Consigne 1> Relevez tous les éléments que le metteur en scène présente, dans l’extrait cité, comme caractéristiques du théâtre traditionnel ancien.
Consigne 2> Indiquez si chacune des affirmations suivantes est conforme à l’extrait cité, en justifiant par une citation exacte. (a) La troupe du SPAC compte 27 comédiens-musiciens-danseurs. (b) Claude Lévi-Strauss identifie lui-même la légende première dont dérivent les légendes japonaises et amérindiennes. (c) Pour créer le spectacle, les membres de la troupe ont travaillé en groupes de 7 à 8 personnes.

Satoshi Miyagi revient au théâtre Claude Lévi-Strauss réenchanter le public comme il l’a fait il y a dix ans à l’occasion de l’inauguration du théâtre avec son Mahabharata qui avait connu également un grand succès au festival d’Avignon en 2013.

Satoshi Miyagi crée de nouveau un spectacle total avec la participation du Shizuoka Performing Arts Center (SPAC) qui comprend 27 comédiens-musiciens-danseurs.

Les légendes ancestrales que Claude Lévi-Strauss décrit sont une excellente occasion pour Satoshi Miyagy et sa troupe de mettre en œuvre l’esprit du théâtre à ses débuts avec sa richesse de couleurs, de vivacité et d’imagination. Quand le conteur racontait et les porteurs de masques dansaient.

« Je recherche le style primitif du théâtre japonais. Le chorus, les musiciens et une certaine gestualité sont caractéristiques du théâtre traditionnel ancien », dit le metteur en scène.

Un travail collectif à l’esprit démocratique

Claude Lévi-Strauss décrit les légendes japonaises et amérindiennes mais selon lui, les deux ont dû dériver d’une légende première qu’il ignore et qu’il laisse aux autres le soin de trouver.

Satoshi Miyagi relève le défi. Dans un esprit qu’il appelle démocratique et qui caractérise les temps où les contes étaient encore transmis oralement sans être signés par un seul auteur, il se plonge dans le livre de Claude Lévi-Strauss avec les 27 membres du SPAC pour trouver une solution théâtrale collective à l’énigme du mythe de l’origine.

« Nous nous sommes divisés en groupes de 7-8 personnes et chaque groupe était responsable d’une partie du spectacle. Pour l’écriture, chacun donnait son opinion puis nous nous sommes mis d’accord sur l’une des versions. C’est ainsi que nous avons procédé ».

Cet esprit qui caractérisait le processus du travail s’est également révélé sur scène.

Les masques

C’est ainsi que tout au début du spectacle, Satoshi Miyagy nous présente l’ordre des événements à l’aide d’une traductrice alors que ses musiciens et chanteurs émettent des sons assourdis derrière un rideau de cordes circulaire qui se transforme bientôt en feu de camp ou en soleil.

Jeu de données>
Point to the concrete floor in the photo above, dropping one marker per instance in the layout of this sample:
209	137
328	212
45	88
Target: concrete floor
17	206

Corrigé 1> Le metteur en scène cite le chorus, les musiciens et une certaine gestualité.

Corrigé 2>
(a) Oui. L’extrait cité précise que le SPAC « comprend 27 comédiens-musiciens-danseurs ».
(b) Non. Il s’agit d’une légende première « qu’il ignore et qu’il laisse aux autres le soin de trouver ».
(c) Oui. Le metteur en scène déclare : « Nous nous sommes divisés en groupes de 7-8 personnes ».